Copy out the records from the very beginning through the line containing "(281, 1048)", including that line, and omit the pictures from your copy.

Extracted data entries
........
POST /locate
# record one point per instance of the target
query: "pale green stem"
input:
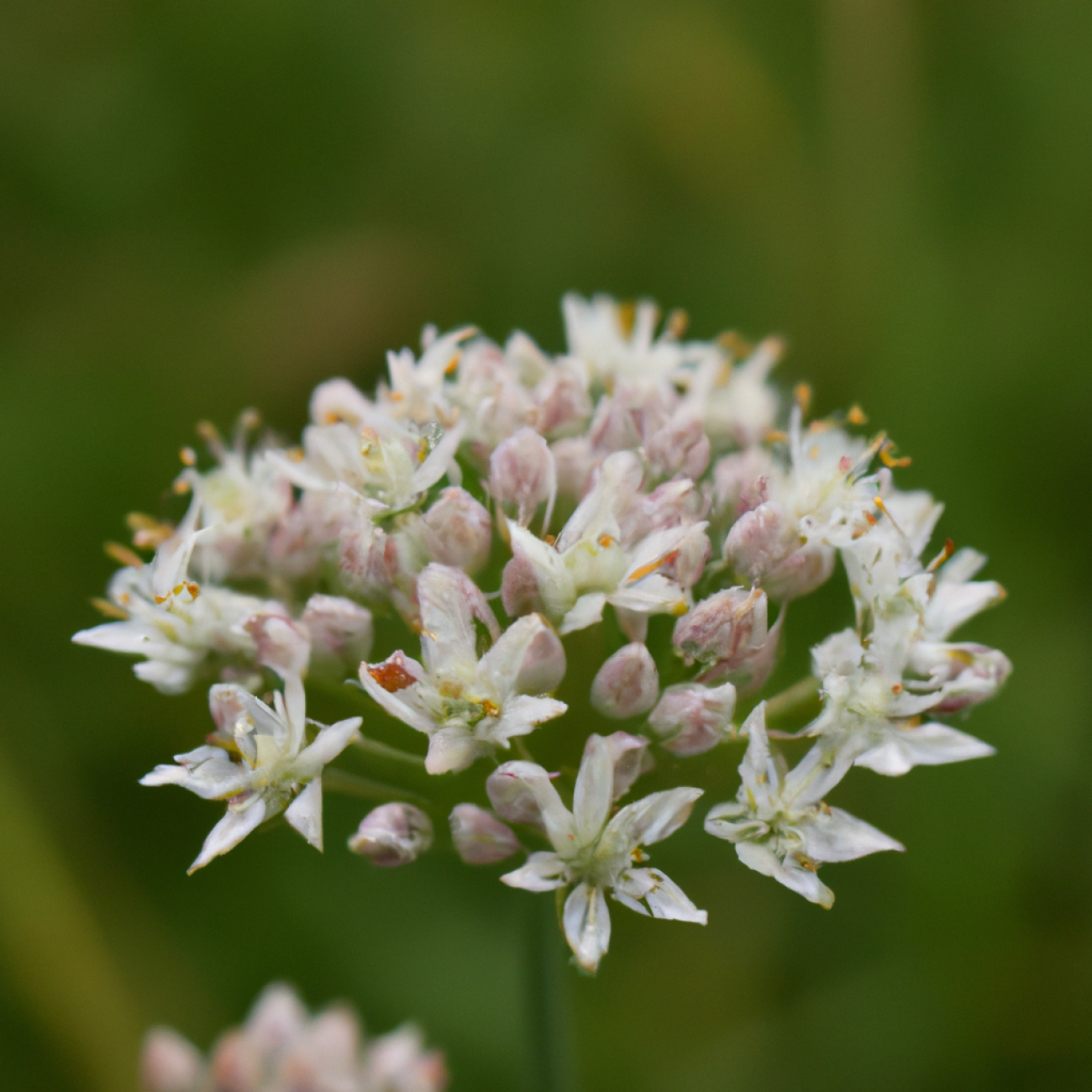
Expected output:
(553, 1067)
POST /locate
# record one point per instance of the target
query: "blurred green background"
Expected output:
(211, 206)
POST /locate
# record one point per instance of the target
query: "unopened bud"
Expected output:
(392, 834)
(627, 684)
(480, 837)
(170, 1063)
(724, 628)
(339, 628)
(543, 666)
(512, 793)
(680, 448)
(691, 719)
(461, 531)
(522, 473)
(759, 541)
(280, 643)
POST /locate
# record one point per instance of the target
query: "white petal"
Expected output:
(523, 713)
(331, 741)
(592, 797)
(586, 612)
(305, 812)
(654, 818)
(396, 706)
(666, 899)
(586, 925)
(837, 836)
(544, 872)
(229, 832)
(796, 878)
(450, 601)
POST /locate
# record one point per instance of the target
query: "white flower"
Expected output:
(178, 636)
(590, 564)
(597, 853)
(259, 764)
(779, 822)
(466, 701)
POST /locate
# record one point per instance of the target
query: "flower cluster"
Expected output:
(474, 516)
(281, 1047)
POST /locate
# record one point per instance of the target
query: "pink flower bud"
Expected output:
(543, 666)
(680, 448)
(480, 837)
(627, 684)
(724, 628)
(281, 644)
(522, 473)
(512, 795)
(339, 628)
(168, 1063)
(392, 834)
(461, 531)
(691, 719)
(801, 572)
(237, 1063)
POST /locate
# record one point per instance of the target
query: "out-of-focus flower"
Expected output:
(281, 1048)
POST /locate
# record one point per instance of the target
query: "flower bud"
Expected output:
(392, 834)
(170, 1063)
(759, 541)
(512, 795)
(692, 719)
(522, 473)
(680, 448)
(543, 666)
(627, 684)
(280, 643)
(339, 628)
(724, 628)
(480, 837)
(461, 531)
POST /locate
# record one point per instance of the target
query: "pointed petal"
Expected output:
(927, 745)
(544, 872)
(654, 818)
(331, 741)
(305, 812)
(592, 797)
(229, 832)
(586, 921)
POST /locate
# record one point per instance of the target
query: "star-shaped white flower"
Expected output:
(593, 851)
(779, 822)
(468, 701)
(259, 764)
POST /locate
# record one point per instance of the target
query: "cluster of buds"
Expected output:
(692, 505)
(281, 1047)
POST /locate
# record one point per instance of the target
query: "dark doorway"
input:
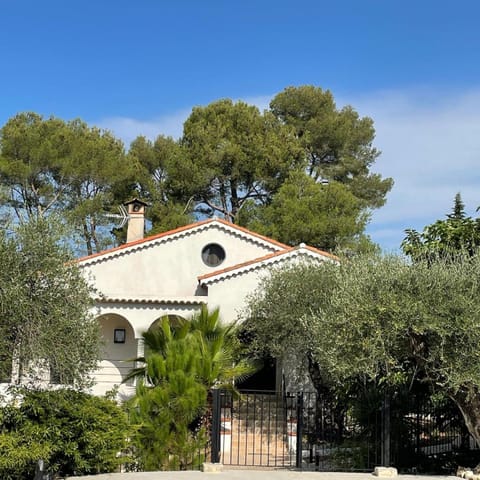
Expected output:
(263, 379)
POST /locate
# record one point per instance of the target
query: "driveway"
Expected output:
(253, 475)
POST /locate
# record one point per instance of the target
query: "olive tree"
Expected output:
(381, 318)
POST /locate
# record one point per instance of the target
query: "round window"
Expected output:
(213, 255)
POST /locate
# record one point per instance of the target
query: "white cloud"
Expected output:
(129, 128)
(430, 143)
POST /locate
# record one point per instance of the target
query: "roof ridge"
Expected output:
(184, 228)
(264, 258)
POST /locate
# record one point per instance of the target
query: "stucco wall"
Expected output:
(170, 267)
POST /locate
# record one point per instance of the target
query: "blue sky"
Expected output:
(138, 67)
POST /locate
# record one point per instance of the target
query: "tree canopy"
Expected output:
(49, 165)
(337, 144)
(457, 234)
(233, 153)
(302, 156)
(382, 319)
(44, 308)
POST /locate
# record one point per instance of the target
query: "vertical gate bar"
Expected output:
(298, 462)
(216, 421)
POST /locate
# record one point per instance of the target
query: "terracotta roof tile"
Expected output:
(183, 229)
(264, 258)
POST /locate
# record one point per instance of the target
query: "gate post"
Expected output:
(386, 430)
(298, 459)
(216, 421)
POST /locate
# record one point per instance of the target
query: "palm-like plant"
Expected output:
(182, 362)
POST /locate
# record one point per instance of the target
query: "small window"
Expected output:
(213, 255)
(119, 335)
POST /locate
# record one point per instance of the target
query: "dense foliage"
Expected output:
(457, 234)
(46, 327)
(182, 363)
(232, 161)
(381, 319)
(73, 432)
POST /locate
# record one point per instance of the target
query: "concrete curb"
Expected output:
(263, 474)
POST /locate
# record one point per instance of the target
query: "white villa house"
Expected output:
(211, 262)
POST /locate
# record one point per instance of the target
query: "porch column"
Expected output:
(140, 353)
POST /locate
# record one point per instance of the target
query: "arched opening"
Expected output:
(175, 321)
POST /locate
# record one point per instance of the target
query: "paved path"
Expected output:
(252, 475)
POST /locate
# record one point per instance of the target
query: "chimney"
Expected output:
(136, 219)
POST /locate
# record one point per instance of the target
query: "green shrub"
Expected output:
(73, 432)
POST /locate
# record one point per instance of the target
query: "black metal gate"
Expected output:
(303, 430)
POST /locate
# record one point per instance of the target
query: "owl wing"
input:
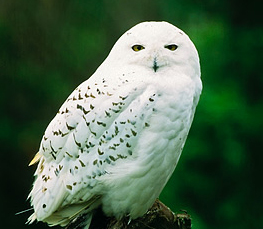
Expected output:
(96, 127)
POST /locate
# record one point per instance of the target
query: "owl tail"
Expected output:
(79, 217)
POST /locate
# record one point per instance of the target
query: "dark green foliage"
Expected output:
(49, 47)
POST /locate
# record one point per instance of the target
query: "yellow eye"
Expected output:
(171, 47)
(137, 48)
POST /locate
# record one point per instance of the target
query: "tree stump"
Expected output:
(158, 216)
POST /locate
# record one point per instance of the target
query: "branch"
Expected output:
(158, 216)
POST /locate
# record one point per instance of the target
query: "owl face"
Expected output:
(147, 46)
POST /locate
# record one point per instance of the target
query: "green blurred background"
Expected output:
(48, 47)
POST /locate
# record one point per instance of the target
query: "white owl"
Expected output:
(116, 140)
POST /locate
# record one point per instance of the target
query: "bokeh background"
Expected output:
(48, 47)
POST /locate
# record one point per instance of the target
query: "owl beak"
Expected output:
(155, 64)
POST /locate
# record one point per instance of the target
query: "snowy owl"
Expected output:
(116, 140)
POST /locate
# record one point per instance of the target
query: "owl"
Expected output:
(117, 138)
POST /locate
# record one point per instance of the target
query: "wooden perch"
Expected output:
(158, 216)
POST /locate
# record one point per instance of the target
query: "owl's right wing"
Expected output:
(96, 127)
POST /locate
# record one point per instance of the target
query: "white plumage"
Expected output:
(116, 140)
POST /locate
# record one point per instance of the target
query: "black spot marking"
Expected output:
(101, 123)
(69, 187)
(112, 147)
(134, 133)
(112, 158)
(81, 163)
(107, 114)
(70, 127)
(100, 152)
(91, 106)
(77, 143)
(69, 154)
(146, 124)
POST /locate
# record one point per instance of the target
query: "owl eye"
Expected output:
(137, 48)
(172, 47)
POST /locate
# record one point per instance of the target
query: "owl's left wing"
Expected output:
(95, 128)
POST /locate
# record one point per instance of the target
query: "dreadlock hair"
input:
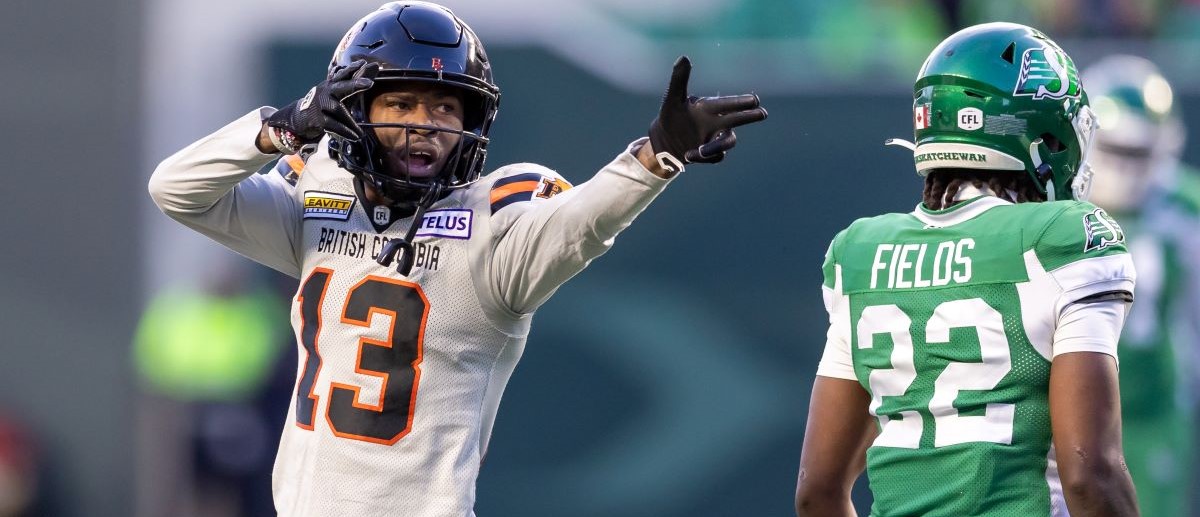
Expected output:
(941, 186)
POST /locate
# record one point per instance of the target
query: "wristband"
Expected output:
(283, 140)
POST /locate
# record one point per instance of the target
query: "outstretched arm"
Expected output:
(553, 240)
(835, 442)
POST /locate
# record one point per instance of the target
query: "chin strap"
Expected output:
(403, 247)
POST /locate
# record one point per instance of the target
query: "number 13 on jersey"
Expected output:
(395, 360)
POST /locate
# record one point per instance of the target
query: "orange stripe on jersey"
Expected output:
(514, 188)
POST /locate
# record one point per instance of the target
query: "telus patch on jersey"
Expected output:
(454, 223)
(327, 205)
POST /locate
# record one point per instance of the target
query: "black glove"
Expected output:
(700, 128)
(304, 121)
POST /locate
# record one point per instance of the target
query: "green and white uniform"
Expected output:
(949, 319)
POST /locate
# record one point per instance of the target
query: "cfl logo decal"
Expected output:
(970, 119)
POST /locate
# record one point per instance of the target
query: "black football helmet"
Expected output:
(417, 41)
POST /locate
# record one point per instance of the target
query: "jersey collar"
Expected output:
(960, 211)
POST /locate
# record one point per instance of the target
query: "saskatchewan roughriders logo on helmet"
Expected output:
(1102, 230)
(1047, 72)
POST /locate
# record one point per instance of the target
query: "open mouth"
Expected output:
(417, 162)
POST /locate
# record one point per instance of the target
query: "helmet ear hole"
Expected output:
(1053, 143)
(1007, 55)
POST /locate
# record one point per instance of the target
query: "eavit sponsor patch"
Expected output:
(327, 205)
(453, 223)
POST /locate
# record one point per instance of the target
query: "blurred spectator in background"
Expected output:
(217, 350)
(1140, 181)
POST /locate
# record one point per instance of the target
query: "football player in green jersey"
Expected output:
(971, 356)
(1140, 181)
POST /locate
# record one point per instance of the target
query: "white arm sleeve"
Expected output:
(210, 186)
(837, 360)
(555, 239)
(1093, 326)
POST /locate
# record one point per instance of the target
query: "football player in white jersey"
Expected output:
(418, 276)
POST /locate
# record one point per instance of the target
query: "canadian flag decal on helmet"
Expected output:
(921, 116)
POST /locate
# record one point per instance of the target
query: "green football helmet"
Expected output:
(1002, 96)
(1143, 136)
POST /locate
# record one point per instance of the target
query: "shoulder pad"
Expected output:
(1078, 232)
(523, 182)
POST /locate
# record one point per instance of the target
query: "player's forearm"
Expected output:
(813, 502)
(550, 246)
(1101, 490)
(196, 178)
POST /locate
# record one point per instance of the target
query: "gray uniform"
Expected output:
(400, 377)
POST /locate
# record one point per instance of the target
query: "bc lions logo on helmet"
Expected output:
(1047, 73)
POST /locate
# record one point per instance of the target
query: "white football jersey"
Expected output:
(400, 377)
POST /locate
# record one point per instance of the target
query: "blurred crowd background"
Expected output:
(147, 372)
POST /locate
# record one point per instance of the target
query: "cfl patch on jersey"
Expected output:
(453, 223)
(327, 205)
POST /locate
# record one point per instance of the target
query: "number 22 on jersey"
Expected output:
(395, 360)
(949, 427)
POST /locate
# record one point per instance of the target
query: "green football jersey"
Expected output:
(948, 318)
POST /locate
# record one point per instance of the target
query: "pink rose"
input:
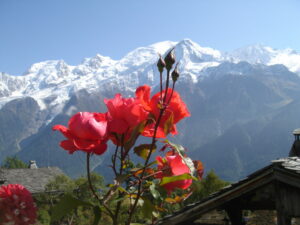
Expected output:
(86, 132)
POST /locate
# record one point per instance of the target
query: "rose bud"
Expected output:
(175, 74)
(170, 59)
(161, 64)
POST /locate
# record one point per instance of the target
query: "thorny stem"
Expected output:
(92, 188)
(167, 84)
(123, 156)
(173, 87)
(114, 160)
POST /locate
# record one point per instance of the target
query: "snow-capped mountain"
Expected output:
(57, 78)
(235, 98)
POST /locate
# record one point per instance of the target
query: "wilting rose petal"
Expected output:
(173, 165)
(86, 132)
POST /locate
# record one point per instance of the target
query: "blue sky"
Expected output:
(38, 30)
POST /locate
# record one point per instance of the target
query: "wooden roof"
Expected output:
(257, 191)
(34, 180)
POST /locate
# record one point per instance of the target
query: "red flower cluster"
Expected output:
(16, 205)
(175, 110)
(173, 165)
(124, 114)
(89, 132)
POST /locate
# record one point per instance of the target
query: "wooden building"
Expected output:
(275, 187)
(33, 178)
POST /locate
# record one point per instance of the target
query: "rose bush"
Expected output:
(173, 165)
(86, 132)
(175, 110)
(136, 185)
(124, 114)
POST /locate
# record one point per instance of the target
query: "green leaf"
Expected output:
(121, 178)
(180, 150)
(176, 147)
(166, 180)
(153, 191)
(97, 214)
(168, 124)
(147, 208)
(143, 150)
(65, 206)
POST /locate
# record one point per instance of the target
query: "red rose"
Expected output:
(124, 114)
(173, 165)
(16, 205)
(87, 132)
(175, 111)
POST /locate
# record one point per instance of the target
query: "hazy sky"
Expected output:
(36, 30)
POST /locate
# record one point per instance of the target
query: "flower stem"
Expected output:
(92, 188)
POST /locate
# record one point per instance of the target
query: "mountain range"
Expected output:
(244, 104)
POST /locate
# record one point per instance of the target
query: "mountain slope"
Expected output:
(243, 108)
........
** Answer for this exercise **
POST /locate
# record one point per instance of the target
query: "pale green stem"
input:
Expected output:
(553, 1067)
POST /locate
# record one point per instance of the target
query: "blurred green background"
Expected output:
(211, 206)
POST /locate
# record one point per instance of the target
query: "unopened bud"
Expected output:
(392, 834)
(627, 684)
(480, 837)
(170, 1063)
(724, 628)
(339, 628)
(543, 666)
(512, 793)
(680, 448)
(691, 719)
(461, 531)
(522, 473)
(759, 541)
(280, 643)
POST /locate
# record one point per instance of the target
query: "white petal"
Expected output:
(523, 713)
(331, 741)
(592, 797)
(586, 612)
(305, 812)
(654, 818)
(396, 706)
(666, 899)
(586, 925)
(837, 836)
(544, 872)
(229, 832)
(796, 878)
(450, 601)
POST /locate
# record one point per instance of the target
query: "white flower"
Expected output:
(178, 636)
(590, 564)
(597, 853)
(259, 764)
(779, 822)
(466, 701)
POST /locate
# record one point per instance of the target
query: "flower cluster"
Expected output:
(474, 516)
(281, 1047)
POST /locate
# record one point per instance of the target
query: "pink flower bud"
Expected output:
(543, 666)
(680, 448)
(480, 837)
(627, 684)
(724, 628)
(281, 644)
(522, 473)
(512, 795)
(339, 628)
(168, 1063)
(392, 834)
(461, 531)
(691, 719)
(801, 572)
(237, 1063)
POST /locate
# record one point per instance of the target
query: "out-of-focus flower"
Expected output:
(281, 1048)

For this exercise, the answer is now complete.